■ 本文:
________________

自分の動物的な部分を引き出してくれる環境で出産を
ーーかねてから海外での出産を考えていたのですか。
コムアイ 妊娠するまでは、特に考えてなかったです。その時に住んでる場所で産めばいいと思ってたんですけど、日本で出産したい場所が思いつかなくて。
出産するってことは、自分が動物になるというか、動物であるということを思い出す機会になるだろうなと思っていて。「この現代社会になっても、いまだに全員の命がお腹の中で育まれることは変わらないんだな」と。実際に妊娠したことで、それを感じるようになって、出産も、自分の動物的な部分、生命的な部分を引き出してもらえるような環境でしたいと思っていたんだなって。
でも、それは後になって気付いたんですけど。
ーー日本以外でも、都市部は考えていなかったんですね。

________________

■ 検討用の資料:
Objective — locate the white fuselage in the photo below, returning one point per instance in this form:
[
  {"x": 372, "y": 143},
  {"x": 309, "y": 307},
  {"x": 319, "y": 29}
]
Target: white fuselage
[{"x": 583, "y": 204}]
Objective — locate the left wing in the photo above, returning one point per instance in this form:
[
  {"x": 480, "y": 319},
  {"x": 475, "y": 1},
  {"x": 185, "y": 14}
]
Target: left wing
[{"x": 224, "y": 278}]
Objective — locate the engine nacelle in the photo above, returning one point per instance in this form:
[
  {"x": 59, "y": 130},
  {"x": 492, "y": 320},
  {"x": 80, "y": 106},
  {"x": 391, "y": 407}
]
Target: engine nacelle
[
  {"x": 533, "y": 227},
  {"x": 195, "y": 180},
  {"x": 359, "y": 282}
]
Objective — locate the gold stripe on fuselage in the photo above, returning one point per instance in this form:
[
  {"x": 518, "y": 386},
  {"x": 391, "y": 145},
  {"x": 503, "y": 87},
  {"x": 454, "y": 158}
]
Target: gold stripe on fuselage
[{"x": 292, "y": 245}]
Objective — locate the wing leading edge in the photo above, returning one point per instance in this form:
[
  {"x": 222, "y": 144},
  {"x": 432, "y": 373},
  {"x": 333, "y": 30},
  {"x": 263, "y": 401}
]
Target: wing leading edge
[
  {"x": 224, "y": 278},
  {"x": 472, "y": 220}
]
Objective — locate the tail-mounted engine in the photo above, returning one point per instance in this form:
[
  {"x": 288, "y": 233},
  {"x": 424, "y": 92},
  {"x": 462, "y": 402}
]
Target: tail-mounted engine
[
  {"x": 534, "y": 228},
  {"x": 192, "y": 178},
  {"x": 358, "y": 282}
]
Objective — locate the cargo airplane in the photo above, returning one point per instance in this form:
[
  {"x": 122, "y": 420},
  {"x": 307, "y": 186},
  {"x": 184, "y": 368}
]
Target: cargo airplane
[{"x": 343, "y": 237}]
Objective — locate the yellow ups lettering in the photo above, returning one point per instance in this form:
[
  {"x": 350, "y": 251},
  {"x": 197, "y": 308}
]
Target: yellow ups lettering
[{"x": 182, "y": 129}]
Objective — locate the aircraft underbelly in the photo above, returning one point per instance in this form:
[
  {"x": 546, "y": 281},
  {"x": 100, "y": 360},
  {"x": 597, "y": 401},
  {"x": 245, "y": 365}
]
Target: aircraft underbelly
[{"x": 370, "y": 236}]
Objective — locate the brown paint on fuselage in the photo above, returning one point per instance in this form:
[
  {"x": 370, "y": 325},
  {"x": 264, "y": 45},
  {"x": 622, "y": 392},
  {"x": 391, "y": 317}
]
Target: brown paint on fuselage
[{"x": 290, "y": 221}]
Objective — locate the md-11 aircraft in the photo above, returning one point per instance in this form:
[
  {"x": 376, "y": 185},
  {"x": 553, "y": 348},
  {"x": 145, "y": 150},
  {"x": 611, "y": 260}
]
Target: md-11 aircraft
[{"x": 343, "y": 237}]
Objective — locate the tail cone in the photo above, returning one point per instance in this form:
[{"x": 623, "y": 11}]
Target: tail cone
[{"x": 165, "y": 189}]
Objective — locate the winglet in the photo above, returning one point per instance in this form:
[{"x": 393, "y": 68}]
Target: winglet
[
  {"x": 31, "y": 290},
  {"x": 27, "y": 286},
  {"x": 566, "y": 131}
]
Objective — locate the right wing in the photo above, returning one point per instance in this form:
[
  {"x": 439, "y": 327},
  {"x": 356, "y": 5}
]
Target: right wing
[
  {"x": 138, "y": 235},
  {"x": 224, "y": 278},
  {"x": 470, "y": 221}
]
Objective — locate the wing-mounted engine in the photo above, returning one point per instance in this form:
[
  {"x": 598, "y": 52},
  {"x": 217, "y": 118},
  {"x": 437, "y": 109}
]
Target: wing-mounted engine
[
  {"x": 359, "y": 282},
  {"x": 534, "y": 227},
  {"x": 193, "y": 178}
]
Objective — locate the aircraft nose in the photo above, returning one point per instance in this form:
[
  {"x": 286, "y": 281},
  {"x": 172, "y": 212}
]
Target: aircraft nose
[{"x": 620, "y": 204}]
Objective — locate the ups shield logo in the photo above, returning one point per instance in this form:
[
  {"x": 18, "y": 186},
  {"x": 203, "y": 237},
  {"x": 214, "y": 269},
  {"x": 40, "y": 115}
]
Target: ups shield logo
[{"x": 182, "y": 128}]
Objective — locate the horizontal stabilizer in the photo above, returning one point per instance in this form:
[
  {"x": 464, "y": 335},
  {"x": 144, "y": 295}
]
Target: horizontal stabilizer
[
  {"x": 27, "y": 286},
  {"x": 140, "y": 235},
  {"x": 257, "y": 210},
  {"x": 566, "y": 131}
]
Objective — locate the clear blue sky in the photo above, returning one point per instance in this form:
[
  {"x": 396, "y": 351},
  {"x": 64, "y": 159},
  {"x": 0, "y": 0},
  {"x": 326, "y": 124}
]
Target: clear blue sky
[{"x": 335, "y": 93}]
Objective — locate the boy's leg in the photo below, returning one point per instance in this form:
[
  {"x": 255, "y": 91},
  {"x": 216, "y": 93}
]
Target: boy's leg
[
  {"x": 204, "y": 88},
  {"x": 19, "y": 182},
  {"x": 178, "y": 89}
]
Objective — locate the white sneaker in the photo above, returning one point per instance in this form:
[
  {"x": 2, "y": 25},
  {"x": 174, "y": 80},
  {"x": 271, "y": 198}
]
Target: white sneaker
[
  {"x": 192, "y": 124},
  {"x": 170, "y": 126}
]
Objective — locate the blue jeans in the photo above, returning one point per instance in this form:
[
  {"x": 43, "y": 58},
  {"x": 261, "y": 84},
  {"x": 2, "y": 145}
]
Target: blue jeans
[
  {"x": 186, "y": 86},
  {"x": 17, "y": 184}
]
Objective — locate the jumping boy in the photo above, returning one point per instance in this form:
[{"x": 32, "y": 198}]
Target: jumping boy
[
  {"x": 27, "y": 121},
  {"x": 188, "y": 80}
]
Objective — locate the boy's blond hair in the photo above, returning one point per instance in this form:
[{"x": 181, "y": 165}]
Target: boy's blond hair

________________

■ 設問と指示:
(A) 出産についての本文から、「自分の動物的な部分を引き出してくれる環境で出産を」から「でも、それは後になって気付いたんですけど。」までのすべてを一字も変えずに抜き出しなさい。
(B) 出産の場所をめぐるインタビューの本文を、最後の一文に続けて書き進めなさい。
資料は参照しなくてよい。

■ 設問別の解答:
(A)
自分の動物的な部分を引き出してくれる環境で出産を
ーーかねてから海外での出産を考えていたのですか。
コムアイ 妊娠するまでは、特に考えてなかったです。その時に住んでる場所で産めばいいと思ってたんですけど、日本で出産したい場所が思いつかなくて。
出産するってことは、自分が動物になるというか、動物であるということを思い出す機会になるだろうなと思っていて。「この現代社会になっても、いまだに全員の命がお腹の中で育まれることは変わらないんだな」と。実際に妊娠したことで、それを感じるようになって、出産も、自分の動物的な部分、生命的な部分を引き出してもらえるような環境でしたいと思っていたんだなって。
でも、それは後になって気付いたんですけど。

(B)
コムアイ 海外ならどこでもいいってわけではなくて。まず、インドが選択肢としてありました。
太田 僕は真っ先にインドを思い浮かべたんです。彼女はインドによく行っていたし、知り合いもいるから安心できる環境だろうなと思っていたんです。
コムアイ インドで歌の先生のファミリーにお世話になっていたんですけど、そのお家はお父さんが薬剤師なので西洋医療だろうなーと。そうなると受け入れてくれるだろうけど、病院で産むことになるんだろうなって。
でも、インドもアマゾンも、私たちが訪れたコミュニティは、日本で生まれ育った自分からは考えられないほど、当たり前のように外から来た人をあたたかく受け入れてくれる。特に、お母さんたち。毎日、違う家の人がご飯を食べに来てるけど、全然気にしていないって感じで。そういう受け皿のあるところがいいなって。
生活をずっと一緒にして、まるっと甘えてっていうことをしてきたのは、近年だと海外のほうが多かったから、海外だから不安ということはなかった。必ずしも言語が通じるとか血の繋がりがあるとかずっと住んでいるとか、そういうことだけが安心になるわけではなくて。